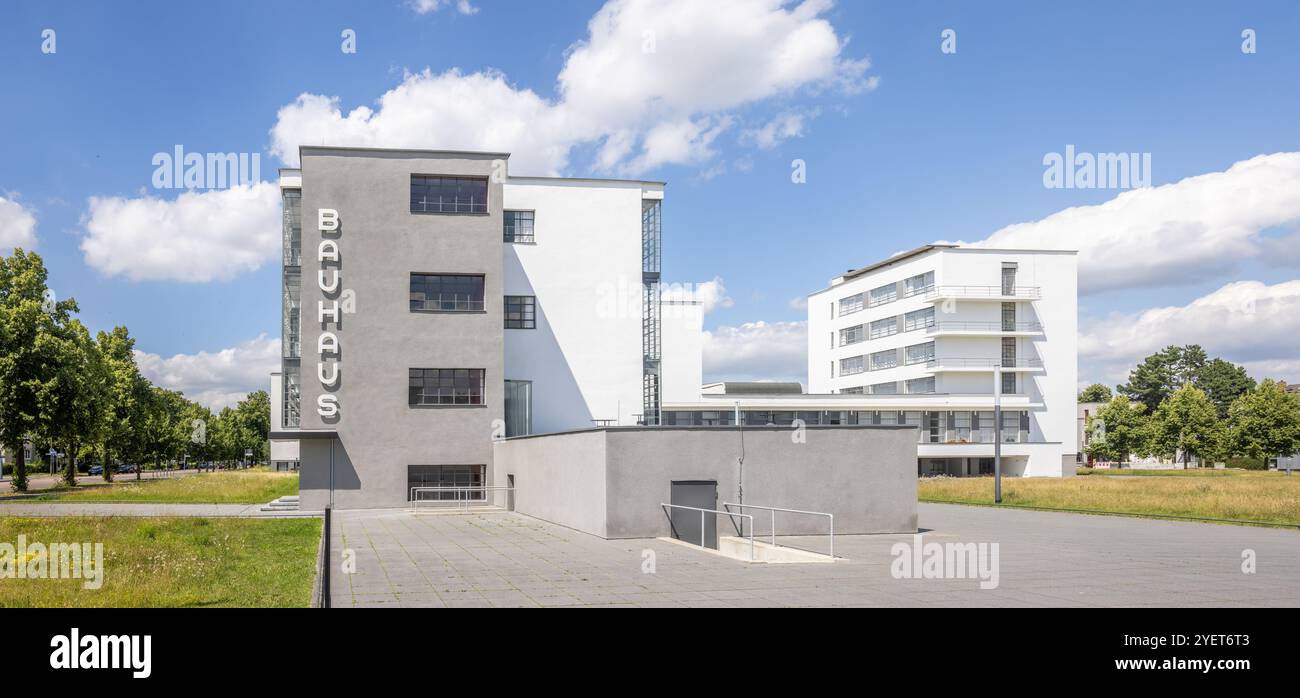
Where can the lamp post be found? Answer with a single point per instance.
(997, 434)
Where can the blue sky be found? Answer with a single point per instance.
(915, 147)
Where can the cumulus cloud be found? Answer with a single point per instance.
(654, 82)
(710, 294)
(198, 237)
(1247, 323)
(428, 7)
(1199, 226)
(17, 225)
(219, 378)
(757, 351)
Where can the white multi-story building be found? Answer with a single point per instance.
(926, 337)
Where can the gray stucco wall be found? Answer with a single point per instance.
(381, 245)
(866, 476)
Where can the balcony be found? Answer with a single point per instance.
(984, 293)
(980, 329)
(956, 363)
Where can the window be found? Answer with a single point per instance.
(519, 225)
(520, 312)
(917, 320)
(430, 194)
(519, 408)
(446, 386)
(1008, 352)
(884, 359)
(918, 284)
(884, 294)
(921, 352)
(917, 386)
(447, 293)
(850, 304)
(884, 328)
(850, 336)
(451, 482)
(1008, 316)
* * *
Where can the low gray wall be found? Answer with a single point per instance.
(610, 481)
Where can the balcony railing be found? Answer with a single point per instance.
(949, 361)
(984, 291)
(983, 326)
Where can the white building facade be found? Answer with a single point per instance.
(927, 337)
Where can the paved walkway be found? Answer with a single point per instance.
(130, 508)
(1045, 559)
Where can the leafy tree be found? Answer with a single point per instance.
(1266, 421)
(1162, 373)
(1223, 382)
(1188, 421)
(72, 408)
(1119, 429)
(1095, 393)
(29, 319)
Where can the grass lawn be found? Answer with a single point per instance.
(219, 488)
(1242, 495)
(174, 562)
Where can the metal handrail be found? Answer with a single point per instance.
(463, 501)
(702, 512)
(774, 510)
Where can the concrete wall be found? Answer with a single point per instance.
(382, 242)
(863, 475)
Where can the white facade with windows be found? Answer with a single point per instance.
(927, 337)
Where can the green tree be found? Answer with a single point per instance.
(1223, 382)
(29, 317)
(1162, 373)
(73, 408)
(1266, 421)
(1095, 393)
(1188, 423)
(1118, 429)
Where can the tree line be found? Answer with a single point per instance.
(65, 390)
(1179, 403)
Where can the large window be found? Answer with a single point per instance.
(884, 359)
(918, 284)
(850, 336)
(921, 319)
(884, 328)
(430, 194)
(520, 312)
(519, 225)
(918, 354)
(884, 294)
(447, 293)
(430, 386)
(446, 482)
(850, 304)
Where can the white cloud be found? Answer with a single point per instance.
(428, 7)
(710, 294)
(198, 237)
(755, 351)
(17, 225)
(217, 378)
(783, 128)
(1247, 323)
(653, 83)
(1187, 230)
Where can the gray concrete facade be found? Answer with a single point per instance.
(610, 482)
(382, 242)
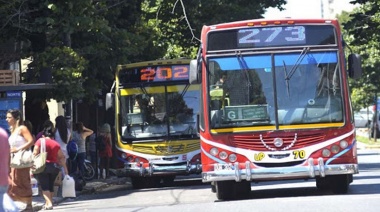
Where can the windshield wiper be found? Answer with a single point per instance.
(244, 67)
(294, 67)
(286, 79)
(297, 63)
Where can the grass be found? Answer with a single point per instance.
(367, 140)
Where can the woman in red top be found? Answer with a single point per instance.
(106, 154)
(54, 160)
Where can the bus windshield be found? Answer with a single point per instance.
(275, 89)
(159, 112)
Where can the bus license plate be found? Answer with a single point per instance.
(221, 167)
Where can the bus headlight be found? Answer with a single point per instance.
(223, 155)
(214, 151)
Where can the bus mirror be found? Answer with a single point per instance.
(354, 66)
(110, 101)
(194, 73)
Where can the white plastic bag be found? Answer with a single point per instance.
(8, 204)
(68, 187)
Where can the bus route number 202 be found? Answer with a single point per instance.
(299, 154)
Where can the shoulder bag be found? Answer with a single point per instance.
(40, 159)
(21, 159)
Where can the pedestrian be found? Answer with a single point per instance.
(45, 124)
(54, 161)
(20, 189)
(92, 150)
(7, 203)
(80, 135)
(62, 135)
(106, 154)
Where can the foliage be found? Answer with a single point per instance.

#### [TASK DIRECTIONS]
Of the lines above, output exactly those from the line bearing "Where can the windshield" through the line bearing "Where can the foliage", inclusive.

#### [ANSWER TO THIS EXERCISE]
Where can the windshield wiper be found? Answer with a single point per instance.
(244, 67)
(294, 67)
(286, 79)
(297, 63)
Where can the grass be found? Answer with a single point per instance.
(367, 140)
Where can the woman in red top be found? Answer with a single point per instance.
(106, 154)
(54, 160)
Where can the bus windshield be found? Answer with a single point per instance.
(275, 89)
(159, 112)
Where can the bus license plate be found? Answer with a single point per instance.
(221, 167)
Where can the bus headlight be found? Answer with a single point per instance.
(223, 155)
(214, 151)
Where can the bus mirror be found? Answer with a single point per instance.
(354, 66)
(110, 101)
(194, 73)
Where can the white plastic bag be found? Answer with a single point per instance.
(8, 204)
(68, 187)
Where can the bus route number 202 be found? Answer with a single point per instance.
(299, 154)
Where can the shoulder bag be found? Answer with a single point per instance.
(40, 159)
(21, 159)
Where can the pedestrian be found? Answer with a single point per instance.
(45, 124)
(54, 161)
(20, 189)
(92, 150)
(7, 203)
(80, 135)
(62, 135)
(106, 154)
Where can the foliage be found? Answer with a single point per instance.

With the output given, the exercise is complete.